Required work:
[1] Transcribe the part of the passage on insurance coverage for adolescent SUD treatment that opens with the words containing "The disadvantage faced" and closes with "to treatment services.".
[2] List every distinct work cited in the passage on insurance coverage for adolescent SUD treatment, giving each once by its authors and year.

Page excerpt:
Insufficient private insurance coverage is an additional barrier faced by adolescents who need SUD treatment services.
About two-thirds of adolescents are insured through their parents employer-based insurance (Fox et al., 2003), but adolescents are less likely than younger children to have health insurance (English et al., 2009). Using data from the National Household Survey on Drug Abuse, Wu et al. (2003) found privately insured adolescents were no more likely than those without health insurance to utilize SUD treatment. However, adolescents covered by public insurance (e.g., Medicaid) were more likely to enter treatment than privately insured or uninsured adolescents. Medicaid eligibility is also associated with increased utilization of mental health services among adolescents who are in SUD treatment (Deck & Vander Ley, 2006). Interestingly, research has shown that family income may not be related to the likelihood that adolescents receive SUD treatment services (Wu et al., 2003; Wu & Ringwalt, 2006).
The disadvantage faced by adolescents with private insurance relative to publicly insured adolescents (e.g., those having Medicaid) may be explained by the findings of Fox and colleagues (2003), who analyzed coverage for adolescent SUD treatment services in the most widely sold health maintenance organization (HMO) and preferred provider organization (PPO) plans. Their analysis of these insurance products revealed that highly intensive residential treatment was rarely covered and that the majority of plans only partially covered outpatient SUD treatment. These limitations on coverage result in higher out-of-pocket costs, which may reduce access to treatment services.

Raw data:
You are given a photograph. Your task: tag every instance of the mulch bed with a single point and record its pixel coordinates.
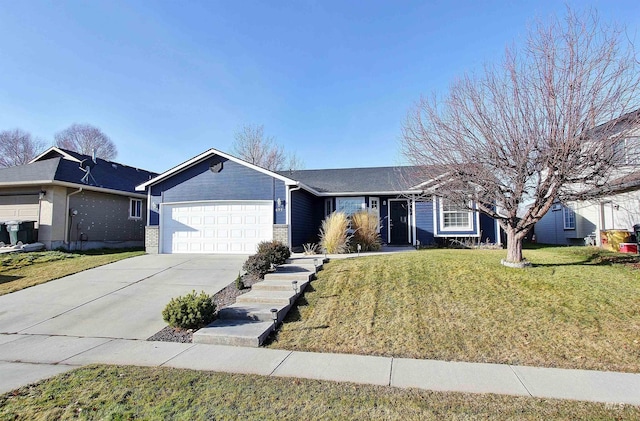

Expected results:
[1]
The disadvantage faced by adolescents with private insurance relative to publicly insured adolescents (e.g., those having Medicaid) may be explained by the findings of Fox and colleagues (2003), who analyzed coverage for adolescent SUD treatment services in the most widely sold health maintenance organization (HMO) and preferred provider organization (PPO) plans. Their analysis of these insurance products revealed that highly intensive residential treatment was rarely covered and that the majority of plans only partially covered outpatient SUD treatment. These limitations on coverage result in higher out-of-pocket costs, which may reduce access to treatment services.

[2]
Fox et al., 2003
English et al., 2009
Wu et al., 2003
Deck & Vander Ley, 2006
Wu & Ringwalt, 2006